#### PAGE EXCERPT ####

In contrast, the state’s school quality designations actually target underperforming and lowest-performing schools with additional federal funding and support with the goal of improving student outcomes. Matthews said schools will work with “school support managers” from the state to do a self-inquiry and identify areas for improvement. She described Chicago’s school quality rating system as “a local dashboard that they have developed to communicate with their communities.”

Staff from the Illinois State Board of Education will be traveling around the state next week to meet with district leaders and principals to discuss the new accountability system, including the ratings. They’ll be in Bloomington, Marion, O’Fallon, Chicago, and Melrose Park. The Chicago meeting is Wednesday, Oct. 24, at 5 p.m. at Chicago Public Schools headquarters.

Rae Clementz, director of assessment and accountability at the state board said that a second set of ratings reveals “that there are multiple valid ways to look at school quality and success; it’s a richer picture.”

Under auspices of the Every Student Succeeds Act, the state school report cards released at the end of the month for elementary schools are 75 percent based on academics, including English language arts and math test scores, English learner progress as measured by the ACCESS test, and academic growth. The other 25 percent reflects the school climate and success, such as attendance and chronic absenteeism.

Other measures are slated to be phased in over the next several years, including academic indicators like science proficiency and school quality indicators, such as school climate surveys of staff, students and parents

High school designations take a similar approach with English and math test scores but will take into account graduation rates, instead of academic growth, and also includes the percentage of  9th graders on track to graduate — that is freshmen who earn 10 semester credits, and no more than one semester F in a core course.

Critics of Chicago’s school rating system argue that the ratings correlate more with socioeconomic status and race than they do school quality, and say little about what’s happening in classrooms and how kids are learning. Chicago does try to mitigate these issues with a greater emphasis on growth in test scores rather than absolute attainment, school climate surveys, and including academic growth by priority groups, like African-American, Latino, ELL, and students in special education.

Cory Koedel, a professor of economics and public policy at the University of Missouri, said that many rating systems basically capture poverty status with a focus on how high or low students score on tests. Chicago’s approach is fairer than that of many other school systems.

“What I like about this is it does seem to have a high weight on growth and lower weight on attainment levels,” he said.

Morgan Polikoff, a professor at University of Southern California’s school of education, said that Chicago’s emphasis on student growth is a good thing “if the purpose of the system is to identify schools doing a good job educating kids.”

Chicago weights 50 percent of the rating on growth, but he’s seen 35 to as low as 15 percent at other districts. But he said the school district’s reliance on the NWEA test rather than the PARCC test used in the state school ratings was atypical.

“It’s not a state test, and though they say it aligns with standards, I know from talking to educators that a lot of them feel the tests are not well aligned with what they are supposed to be teaching,” he said. “It’s just a little odd to me they would have state assessment data, which is what they are held accountable for with the state, but use the other data.”

He’s skeptical about school systems relying too heavily on standardized test scores, whether the SAT, PARCC or NWEA, because “You worry that now you’re just turning the curriculum to test prep, and that’s an incentive you don’t want to create for educators.”

He said the high school measures in particular include a wide array of measures, including measures that follow students into college, “so I love that.”

“I really like the idea of broadening the set of indicators on which we evaluate schools and encouraging schools to really pay attention to how well they prepare students for what comes next,” he said.

####

**SET PROBLEM 1:**
In the school ratings article, where will the Chicago meeting with state board staff take place?
**SET PROBLEM 2:**
Rewrite everything in the school ratings article from "High school designations" down to "a core course.", putting "attendance rates" in place of "graduation rates".
The stored data after this article is separate material.

#### RECORD LIST ####

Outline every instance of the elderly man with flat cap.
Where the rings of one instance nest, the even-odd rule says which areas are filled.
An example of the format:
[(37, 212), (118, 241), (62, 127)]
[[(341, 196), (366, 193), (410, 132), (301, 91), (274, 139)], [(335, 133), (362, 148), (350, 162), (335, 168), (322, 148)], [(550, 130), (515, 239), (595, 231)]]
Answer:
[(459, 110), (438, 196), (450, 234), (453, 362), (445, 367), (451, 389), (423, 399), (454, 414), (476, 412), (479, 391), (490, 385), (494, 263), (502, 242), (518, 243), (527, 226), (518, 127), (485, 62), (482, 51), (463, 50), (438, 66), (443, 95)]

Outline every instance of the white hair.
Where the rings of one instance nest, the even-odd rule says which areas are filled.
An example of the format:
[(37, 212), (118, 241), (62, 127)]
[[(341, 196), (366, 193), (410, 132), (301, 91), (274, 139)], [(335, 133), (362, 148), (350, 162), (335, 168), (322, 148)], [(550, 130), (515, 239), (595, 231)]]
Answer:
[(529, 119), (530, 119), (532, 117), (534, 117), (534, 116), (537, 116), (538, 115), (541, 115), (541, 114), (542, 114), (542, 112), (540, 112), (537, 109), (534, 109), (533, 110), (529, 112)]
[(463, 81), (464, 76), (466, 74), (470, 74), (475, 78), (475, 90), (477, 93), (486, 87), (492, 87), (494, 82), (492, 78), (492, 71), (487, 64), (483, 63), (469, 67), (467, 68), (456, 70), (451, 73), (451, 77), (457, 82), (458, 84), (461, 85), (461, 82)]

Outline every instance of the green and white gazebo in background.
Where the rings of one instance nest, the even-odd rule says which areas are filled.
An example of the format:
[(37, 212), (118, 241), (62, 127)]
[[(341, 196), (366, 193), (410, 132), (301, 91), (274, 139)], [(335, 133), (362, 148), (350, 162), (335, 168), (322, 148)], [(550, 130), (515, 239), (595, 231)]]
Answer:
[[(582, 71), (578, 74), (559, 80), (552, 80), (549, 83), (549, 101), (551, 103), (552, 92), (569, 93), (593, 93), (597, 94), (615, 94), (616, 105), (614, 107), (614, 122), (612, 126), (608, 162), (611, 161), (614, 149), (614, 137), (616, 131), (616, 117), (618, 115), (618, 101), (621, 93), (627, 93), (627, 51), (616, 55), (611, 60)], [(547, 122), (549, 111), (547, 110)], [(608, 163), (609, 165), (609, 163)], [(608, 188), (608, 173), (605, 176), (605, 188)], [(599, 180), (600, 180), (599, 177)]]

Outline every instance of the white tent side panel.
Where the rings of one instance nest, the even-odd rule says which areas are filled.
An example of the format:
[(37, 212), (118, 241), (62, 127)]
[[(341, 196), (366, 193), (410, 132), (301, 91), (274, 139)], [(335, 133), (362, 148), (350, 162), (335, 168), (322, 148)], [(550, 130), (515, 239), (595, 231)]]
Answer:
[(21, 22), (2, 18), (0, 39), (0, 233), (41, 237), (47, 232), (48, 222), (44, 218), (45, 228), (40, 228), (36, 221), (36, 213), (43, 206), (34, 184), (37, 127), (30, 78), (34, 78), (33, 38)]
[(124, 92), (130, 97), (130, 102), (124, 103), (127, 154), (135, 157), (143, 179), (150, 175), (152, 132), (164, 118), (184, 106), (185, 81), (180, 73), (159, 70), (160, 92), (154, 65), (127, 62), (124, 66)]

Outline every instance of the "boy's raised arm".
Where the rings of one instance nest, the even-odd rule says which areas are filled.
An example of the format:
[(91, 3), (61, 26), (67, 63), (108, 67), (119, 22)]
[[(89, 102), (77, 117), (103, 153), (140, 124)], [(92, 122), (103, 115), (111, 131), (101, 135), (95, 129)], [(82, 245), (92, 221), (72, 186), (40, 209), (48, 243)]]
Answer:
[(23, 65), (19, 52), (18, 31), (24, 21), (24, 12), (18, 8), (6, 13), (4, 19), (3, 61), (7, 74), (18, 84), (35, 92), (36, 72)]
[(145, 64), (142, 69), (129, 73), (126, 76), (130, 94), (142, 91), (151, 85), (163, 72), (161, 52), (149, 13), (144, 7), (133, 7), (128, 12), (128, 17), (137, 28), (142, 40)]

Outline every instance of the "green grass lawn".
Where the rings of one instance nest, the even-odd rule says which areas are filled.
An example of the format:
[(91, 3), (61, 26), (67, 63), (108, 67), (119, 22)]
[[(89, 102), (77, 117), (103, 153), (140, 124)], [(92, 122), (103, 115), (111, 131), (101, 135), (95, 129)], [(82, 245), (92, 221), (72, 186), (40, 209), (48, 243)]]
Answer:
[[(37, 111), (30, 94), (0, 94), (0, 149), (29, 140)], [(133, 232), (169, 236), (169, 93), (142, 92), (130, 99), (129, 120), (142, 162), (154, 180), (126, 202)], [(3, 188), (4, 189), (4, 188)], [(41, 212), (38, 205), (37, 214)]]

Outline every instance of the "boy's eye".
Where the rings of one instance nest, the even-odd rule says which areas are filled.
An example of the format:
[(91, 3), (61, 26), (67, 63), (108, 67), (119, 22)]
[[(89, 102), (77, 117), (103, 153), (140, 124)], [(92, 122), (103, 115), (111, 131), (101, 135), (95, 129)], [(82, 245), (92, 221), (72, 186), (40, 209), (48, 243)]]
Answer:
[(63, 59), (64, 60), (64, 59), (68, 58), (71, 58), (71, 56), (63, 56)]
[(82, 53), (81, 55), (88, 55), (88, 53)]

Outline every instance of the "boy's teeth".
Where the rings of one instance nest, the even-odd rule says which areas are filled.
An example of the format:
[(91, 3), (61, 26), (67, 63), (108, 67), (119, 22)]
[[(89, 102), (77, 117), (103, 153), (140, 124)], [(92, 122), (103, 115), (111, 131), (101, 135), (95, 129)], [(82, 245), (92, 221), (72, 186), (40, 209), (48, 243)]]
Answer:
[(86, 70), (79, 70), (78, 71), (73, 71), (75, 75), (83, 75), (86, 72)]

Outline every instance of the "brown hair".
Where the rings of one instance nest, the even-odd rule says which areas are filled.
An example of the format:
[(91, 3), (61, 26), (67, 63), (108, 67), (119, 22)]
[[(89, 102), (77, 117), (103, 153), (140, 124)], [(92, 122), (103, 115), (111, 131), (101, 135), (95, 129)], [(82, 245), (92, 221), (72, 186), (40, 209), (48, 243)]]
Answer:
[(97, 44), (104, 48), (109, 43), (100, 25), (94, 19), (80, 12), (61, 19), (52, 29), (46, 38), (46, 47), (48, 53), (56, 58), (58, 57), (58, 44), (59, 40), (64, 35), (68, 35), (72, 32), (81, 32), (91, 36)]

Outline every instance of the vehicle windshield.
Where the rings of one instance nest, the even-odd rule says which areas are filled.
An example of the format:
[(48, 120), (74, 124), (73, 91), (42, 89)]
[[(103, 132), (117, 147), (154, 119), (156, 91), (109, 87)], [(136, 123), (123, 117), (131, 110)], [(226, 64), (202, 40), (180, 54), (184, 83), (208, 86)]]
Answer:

####

**WRITTEN ANSWER 1:**
At Chicago Public Schools headquarters.

**WRITTEN ANSWER 2:**
High school designations take a similar approach with English and math test scores but will take into account attendance rates, instead of academic growth, and also includes the percentage of  9th graders on track to graduate — that is freshmen who earn 10 semester credits, and no more than one semester F in a core course.